* Assigned task:
Could you return every record below exactly as it is written?

* Dataset:
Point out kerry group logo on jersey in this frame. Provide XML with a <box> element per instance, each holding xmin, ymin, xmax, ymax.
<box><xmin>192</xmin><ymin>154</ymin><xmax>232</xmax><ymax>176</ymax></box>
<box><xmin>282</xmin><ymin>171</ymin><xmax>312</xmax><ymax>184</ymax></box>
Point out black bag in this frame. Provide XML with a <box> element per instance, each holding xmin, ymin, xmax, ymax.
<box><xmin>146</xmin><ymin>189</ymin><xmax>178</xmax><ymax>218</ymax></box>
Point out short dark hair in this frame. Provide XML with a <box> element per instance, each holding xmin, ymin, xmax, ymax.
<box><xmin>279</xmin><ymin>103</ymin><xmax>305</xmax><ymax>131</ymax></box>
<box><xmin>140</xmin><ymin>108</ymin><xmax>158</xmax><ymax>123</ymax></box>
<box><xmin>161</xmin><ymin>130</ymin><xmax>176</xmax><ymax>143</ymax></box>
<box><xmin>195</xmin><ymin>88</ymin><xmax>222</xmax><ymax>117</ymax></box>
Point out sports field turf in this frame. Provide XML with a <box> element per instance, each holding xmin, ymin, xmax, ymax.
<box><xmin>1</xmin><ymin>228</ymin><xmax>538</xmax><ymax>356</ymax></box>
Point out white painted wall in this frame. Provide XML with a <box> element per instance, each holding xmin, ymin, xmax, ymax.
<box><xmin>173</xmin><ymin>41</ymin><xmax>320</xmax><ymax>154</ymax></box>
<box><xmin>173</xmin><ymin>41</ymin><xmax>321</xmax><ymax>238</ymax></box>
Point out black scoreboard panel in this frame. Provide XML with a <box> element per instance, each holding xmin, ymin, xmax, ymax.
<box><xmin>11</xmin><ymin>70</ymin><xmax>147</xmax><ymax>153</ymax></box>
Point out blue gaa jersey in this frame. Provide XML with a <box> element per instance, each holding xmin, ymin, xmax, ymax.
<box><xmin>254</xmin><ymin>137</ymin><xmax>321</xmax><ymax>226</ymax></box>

* Solution for this exercise:
Point out kerry group logo on jersey in this frame. Provide XML with a <box> element per instance, each holding xmin, ymin, xmax, ymax.
<box><xmin>192</xmin><ymin>154</ymin><xmax>232</xmax><ymax>176</ymax></box>
<box><xmin>282</xmin><ymin>171</ymin><xmax>312</xmax><ymax>184</ymax></box>
Point out black bag in this frame. Provide XML with a <box> element per instance, each holding xmin, ymin, xmax, ymax.
<box><xmin>146</xmin><ymin>189</ymin><xmax>178</xmax><ymax>218</ymax></box>
Point out short dark hair in this frame. Provide XML with a <box> element per instance, each holding xmin, ymin, xmax, ymax.
<box><xmin>279</xmin><ymin>103</ymin><xmax>305</xmax><ymax>131</ymax></box>
<box><xmin>140</xmin><ymin>108</ymin><xmax>158</xmax><ymax>123</ymax></box>
<box><xmin>161</xmin><ymin>130</ymin><xmax>176</xmax><ymax>143</ymax></box>
<box><xmin>195</xmin><ymin>88</ymin><xmax>222</xmax><ymax>117</ymax></box>
Point out sports field turf in this frame. Provide XML with a <box> element per instance, each holding xmin, ymin, xmax, ymax.
<box><xmin>1</xmin><ymin>228</ymin><xmax>538</xmax><ymax>356</ymax></box>
Point out white painted wall in this frame. Provide XML with a <box> element per instance, each holding xmin, ymin, xmax, ymax.
<box><xmin>173</xmin><ymin>41</ymin><xmax>320</xmax><ymax>154</ymax></box>
<box><xmin>173</xmin><ymin>41</ymin><xmax>321</xmax><ymax>238</ymax></box>
Point out black scoreboard panel in this frame. Provide XML with a <box> element per instance, each holding xmin, ymin, xmax, ymax.
<box><xmin>11</xmin><ymin>70</ymin><xmax>147</xmax><ymax>153</ymax></box>
Point out blue gaa jersey in this frame. Provide XML with a <box> element per instance, each holding xmin, ymin, xmax, ymax.
<box><xmin>254</xmin><ymin>137</ymin><xmax>321</xmax><ymax>226</ymax></box>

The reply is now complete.